WORK TO DO:
From the line with "and white striped" down to the final line of the material below, quote every line exactly and leave out all lines before it.

RECORDS PROVIDED:

☆ ☆ ☆ ☆ ☆

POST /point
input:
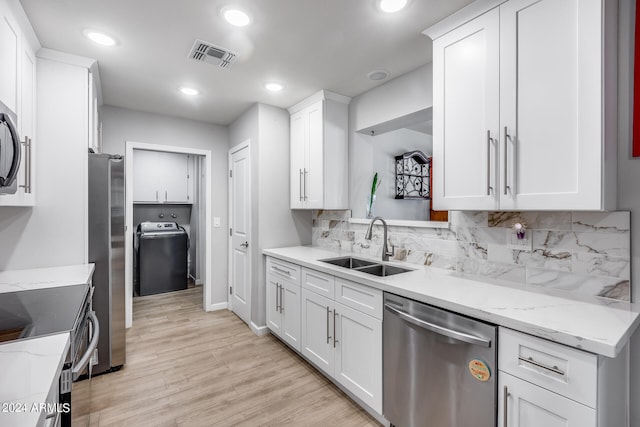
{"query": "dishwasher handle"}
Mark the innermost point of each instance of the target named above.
(457, 335)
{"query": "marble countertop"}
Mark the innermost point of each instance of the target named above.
(30, 368)
(598, 325)
(40, 278)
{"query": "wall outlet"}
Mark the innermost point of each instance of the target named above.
(94, 358)
(524, 244)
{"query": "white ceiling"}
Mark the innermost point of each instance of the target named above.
(306, 44)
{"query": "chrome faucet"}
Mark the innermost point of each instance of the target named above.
(385, 250)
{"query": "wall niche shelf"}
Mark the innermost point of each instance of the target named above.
(412, 176)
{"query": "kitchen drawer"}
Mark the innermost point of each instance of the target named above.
(317, 282)
(555, 367)
(283, 269)
(359, 297)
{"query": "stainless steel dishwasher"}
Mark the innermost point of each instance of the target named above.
(439, 367)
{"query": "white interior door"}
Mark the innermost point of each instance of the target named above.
(240, 210)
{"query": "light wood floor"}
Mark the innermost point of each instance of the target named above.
(186, 367)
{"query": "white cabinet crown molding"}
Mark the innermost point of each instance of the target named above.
(319, 96)
(461, 17)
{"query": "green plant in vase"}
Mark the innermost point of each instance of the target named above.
(372, 197)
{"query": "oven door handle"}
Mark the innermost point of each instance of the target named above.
(82, 363)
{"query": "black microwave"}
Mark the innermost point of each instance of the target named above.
(9, 151)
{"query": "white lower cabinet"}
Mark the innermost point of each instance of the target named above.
(334, 323)
(529, 405)
(283, 302)
(542, 383)
(358, 355)
(343, 342)
(317, 335)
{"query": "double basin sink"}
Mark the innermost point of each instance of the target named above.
(366, 266)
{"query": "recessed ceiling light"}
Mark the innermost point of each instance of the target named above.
(391, 6)
(274, 87)
(189, 91)
(378, 75)
(236, 17)
(100, 38)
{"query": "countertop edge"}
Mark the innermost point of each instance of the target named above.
(559, 336)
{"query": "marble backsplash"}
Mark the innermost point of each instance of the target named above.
(585, 252)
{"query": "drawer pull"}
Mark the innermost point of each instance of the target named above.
(505, 414)
(280, 270)
(553, 369)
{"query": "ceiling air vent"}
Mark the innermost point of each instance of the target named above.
(206, 52)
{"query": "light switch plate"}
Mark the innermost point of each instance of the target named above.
(525, 244)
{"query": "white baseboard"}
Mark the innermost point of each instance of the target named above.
(259, 330)
(216, 307)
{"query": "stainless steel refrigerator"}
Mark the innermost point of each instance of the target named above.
(106, 250)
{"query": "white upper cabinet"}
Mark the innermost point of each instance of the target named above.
(319, 152)
(466, 94)
(18, 46)
(10, 40)
(161, 177)
(524, 112)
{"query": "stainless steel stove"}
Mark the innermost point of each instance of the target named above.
(39, 312)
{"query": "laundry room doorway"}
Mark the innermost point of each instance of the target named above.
(168, 221)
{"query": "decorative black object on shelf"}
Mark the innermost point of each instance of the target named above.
(412, 176)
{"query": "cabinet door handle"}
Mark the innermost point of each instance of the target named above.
(280, 270)
(29, 190)
(505, 412)
(300, 185)
(305, 184)
(328, 314)
(281, 299)
(489, 140)
(506, 160)
(335, 315)
(553, 369)
(27, 167)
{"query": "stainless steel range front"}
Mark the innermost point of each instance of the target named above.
(39, 312)
(439, 367)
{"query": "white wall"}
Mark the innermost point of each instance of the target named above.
(628, 179)
(403, 95)
(53, 232)
(273, 223)
(120, 125)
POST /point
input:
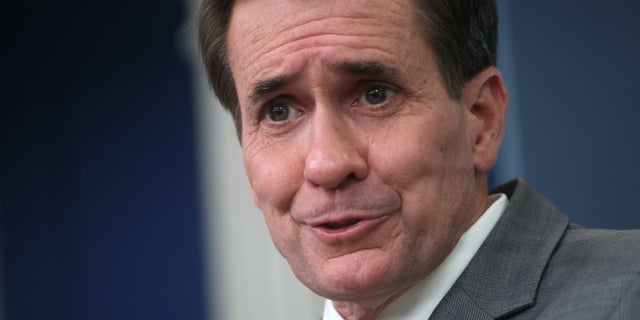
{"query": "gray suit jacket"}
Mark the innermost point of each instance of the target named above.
(536, 265)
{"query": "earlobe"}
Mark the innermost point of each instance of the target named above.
(488, 113)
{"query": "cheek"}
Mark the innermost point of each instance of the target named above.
(274, 178)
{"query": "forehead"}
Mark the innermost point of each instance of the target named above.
(269, 34)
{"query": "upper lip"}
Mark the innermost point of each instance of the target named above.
(337, 221)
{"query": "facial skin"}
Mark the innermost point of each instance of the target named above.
(367, 172)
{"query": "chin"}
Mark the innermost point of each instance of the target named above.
(355, 279)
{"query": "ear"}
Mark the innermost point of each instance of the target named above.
(486, 97)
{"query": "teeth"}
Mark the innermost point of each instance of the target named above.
(340, 225)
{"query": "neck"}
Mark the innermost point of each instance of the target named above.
(364, 310)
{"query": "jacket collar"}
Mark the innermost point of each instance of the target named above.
(503, 276)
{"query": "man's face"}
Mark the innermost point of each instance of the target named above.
(360, 161)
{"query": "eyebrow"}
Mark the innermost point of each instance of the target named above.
(368, 68)
(266, 87)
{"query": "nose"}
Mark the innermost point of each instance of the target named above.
(334, 152)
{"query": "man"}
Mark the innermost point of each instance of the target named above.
(368, 129)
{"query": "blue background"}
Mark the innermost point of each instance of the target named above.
(99, 208)
(100, 215)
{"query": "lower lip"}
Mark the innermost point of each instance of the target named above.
(350, 233)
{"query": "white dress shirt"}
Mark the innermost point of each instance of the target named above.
(419, 301)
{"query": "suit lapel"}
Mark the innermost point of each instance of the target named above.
(503, 276)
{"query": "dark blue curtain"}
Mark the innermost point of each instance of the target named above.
(99, 215)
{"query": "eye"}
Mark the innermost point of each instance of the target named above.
(376, 95)
(279, 112)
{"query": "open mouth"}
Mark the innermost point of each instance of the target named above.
(340, 224)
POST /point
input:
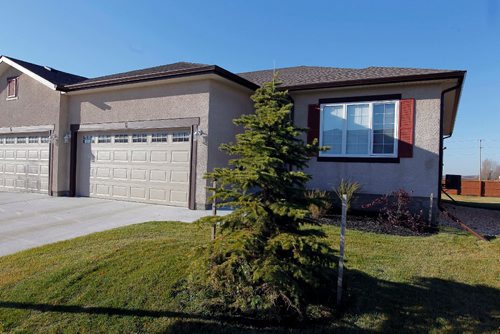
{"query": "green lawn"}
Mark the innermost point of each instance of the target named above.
(474, 201)
(118, 282)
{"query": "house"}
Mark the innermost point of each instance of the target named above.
(150, 135)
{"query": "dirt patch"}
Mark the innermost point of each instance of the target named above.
(370, 224)
(483, 221)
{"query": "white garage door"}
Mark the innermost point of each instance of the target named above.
(142, 166)
(24, 163)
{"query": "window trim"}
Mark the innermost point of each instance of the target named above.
(370, 154)
(16, 88)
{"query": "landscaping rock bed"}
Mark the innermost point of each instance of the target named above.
(370, 224)
(483, 221)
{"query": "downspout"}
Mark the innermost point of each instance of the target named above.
(442, 137)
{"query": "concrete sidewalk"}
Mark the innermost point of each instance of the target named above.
(30, 220)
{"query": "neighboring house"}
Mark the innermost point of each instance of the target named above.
(150, 135)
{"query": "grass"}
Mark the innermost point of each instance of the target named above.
(119, 281)
(492, 203)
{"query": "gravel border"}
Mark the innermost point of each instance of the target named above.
(370, 224)
(483, 221)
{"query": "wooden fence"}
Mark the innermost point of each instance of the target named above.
(476, 188)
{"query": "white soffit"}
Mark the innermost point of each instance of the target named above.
(28, 72)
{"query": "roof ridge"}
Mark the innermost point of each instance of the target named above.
(46, 67)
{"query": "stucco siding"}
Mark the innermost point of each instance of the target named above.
(227, 102)
(36, 105)
(417, 175)
(158, 102)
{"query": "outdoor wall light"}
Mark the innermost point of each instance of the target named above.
(67, 137)
(198, 133)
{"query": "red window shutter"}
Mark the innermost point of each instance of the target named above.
(11, 87)
(406, 128)
(313, 123)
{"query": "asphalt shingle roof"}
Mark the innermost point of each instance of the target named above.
(310, 75)
(299, 77)
(58, 78)
(147, 71)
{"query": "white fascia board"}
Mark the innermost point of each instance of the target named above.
(28, 72)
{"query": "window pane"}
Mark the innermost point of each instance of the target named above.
(121, 138)
(159, 137)
(87, 139)
(180, 137)
(383, 128)
(332, 127)
(358, 121)
(140, 138)
(103, 139)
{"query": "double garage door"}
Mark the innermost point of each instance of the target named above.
(141, 166)
(24, 162)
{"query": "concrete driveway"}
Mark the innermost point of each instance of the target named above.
(30, 220)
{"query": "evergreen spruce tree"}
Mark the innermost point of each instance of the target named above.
(267, 261)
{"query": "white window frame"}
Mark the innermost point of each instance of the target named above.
(137, 138)
(121, 139)
(16, 88)
(370, 153)
(159, 137)
(180, 136)
(104, 139)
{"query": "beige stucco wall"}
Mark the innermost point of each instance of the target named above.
(153, 102)
(227, 102)
(418, 175)
(36, 104)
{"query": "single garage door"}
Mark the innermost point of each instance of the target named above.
(24, 163)
(141, 166)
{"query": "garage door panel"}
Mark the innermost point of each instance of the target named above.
(24, 164)
(120, 173)
(120, 191)
(180, 156)
(103, 156)
(155, 171)
(138, 192)
(179, 176)
(44, 155)
(158, 195)
(139, 156)
(120, 156)
(159, 156)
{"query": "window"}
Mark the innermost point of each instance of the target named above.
(180, 136)
(12, 86)
(33, 139)
(363, 129)
(121, 138)
(140, 138)
(87, 139)
(104, 139)
(159, 137)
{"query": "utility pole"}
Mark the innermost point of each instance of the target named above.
(480, 159)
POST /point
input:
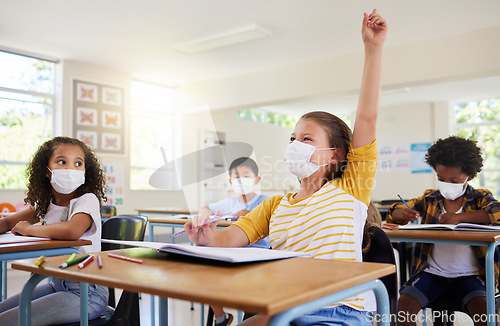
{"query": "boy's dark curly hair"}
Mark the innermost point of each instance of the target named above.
(39, 191)
(456, 152)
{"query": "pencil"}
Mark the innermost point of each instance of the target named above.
(71, 257)
(86, 261)
(40, 261)
(213, 219)
(74, 261)
(134, 260)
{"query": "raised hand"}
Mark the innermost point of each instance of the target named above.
(374, 29)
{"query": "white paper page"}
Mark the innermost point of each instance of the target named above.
(233, 255)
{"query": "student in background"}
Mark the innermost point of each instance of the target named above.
(441, 268)
(336, 168)
(244, 176)
(66, 186)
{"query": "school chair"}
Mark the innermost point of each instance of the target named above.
(120, 227)
(380, 250)
(447, 304)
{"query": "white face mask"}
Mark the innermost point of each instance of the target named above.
(298, 159)
(65, 181)
(451, 191)
(243, 186)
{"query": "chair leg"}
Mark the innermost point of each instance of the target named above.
(127, 312)
(112, 298)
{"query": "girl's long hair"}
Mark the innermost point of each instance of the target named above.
(39, 192)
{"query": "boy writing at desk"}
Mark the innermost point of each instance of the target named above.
(440, 268)
(244, 177)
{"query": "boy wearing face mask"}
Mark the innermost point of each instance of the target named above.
(243, 173)
(439, 267)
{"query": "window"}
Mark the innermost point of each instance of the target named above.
(26, 111)
(153, 131)
(264, 116)
(479, 120)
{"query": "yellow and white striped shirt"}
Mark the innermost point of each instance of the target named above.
(328, 224)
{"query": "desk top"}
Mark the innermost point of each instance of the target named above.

☆ ☆ ☆ ☆ ☆

CORRECT RESPONSE:
{"query": "yellow and white striped shirt"}
Mark the innermost point of each instance of the target named above.
(328, 224)
{"query": "desk top"}
Mark the innermost point of each instance of the target named above.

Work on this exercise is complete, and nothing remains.